The spontaneous emergence of new order takes place at critical points of instability that arise from fluctuations in the environment, amplified by feedback loops. Emergence results in the creation of novelty that is often qualitatively different from the phenomena out of which it emerged. Recognizing a dissipative emerging structure as a fundamental part of living systems is a shift of perception from stability to instability, from order to disorder, from equilibrium to non-equilibrium, from linear to non-linear, from being to becoming.
Because human-made design structures are based on orderly, stable, linear perception, accepting the existence of dynamic emergent structures requires a shift in perception. The key characteristics of dissipative structures are non-equilibrium, nonlinearity, instability, indeterminacy, sensitivity to small change in the environment, the relevance of previous history at critical points of choice, and uncertainty and unpredictability of the future.
Process
Living systems are cognitive systems, and the interactions of a living system with its environment are cognitive interactions. The process of living itself is a process of cognition; to live is to know. Awareness of the environment is a property of cognition at all levels of life. The organizing activity of living systems at all levels of life is mental activity. We are beginning to recognize the creative unfolding of life in forms of ever-increasing diversity and complexity as an inherent characteristic of all living systems. The central focus is on creativity; on life’s constant reaching out into novelty. Creativity is a key property of all living systems.
= = =
_Task requirements_
Extend the passage on emergence in living systems, picking up after its last sentence.

Stored data entries
= = =
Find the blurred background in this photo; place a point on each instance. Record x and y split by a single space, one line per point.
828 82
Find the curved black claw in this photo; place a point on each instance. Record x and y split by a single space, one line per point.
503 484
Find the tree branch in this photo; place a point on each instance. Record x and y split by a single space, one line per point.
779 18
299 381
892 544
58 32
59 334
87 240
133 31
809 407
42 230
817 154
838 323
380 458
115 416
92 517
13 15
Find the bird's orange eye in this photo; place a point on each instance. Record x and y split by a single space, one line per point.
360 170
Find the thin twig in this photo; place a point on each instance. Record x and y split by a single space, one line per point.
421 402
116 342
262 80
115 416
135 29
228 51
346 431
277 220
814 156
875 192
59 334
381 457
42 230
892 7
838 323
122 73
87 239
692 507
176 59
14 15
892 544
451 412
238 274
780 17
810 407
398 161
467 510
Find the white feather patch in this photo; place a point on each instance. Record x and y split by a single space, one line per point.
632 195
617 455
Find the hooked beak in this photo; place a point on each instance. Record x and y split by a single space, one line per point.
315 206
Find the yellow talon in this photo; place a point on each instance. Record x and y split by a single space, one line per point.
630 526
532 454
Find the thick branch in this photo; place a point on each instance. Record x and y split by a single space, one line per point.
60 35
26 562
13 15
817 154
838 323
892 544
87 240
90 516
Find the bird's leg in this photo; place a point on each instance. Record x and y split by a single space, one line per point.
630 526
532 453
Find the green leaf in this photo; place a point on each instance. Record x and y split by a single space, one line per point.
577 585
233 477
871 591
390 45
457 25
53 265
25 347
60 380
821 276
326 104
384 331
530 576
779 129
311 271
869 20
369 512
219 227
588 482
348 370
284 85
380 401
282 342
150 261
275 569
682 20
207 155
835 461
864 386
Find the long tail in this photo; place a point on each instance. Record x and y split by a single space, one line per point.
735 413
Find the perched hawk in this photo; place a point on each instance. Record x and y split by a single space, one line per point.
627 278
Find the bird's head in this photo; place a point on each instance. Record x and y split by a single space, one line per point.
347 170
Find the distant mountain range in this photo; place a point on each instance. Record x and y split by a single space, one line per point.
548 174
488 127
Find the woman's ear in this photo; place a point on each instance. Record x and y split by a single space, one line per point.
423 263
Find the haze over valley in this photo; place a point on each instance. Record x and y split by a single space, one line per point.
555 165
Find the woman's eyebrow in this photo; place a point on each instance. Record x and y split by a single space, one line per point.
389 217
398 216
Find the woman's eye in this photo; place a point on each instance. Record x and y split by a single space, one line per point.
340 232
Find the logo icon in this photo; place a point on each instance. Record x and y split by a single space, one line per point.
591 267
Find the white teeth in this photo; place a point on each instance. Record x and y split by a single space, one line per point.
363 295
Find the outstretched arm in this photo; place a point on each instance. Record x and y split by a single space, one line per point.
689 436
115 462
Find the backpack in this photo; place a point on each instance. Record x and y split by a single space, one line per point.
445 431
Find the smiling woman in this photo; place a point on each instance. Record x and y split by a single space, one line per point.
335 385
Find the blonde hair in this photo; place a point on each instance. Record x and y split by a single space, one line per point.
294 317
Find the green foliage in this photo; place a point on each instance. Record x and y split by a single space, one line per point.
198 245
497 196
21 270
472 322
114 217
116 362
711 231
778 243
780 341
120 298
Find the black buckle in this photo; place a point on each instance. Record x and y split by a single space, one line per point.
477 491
= = =
_Response area_
One of the most astonishing achievements of human beings occurred in the second half of the last century in systems theory; it was the recognition of Earth as a living system. Called Gaia theory, it posited that life is a property of planets rather than of individual organisms. As atmospheric chemist James Lovelock said, “Consider Gaia theory as an alternative to the conventional wisdom that sees the Earth as a dead planet made of inanimate rocks, ocean, and atmosphere, and merely inhabited by life. Consider it as a real system, comprising all of life and its entire environment tightly coupled so as to form a self-regulating entity.” Throughout the living world we find living systems nesting within other living systems. Therefore, Earth as a living system is a cognitive system with the inherent tendency to create novelty.
Living systems are capable of organizing themselves in nonlinear network patterns that exhibit self-regulated, self-organized, self-generated, and holistic behaviors. Living systems, by performing far from equilibrium, organize themselves in a dissipative and emergent structure, flexible enough to endure chaos and instability. When they reach their critical point of instability, a new order emerges spontaneously, with all elements synchronized in full cooperation. The new order elevates the functionality and capability of the entire network to a level that is greater than the sum of its components, which is an indication of cognitive process.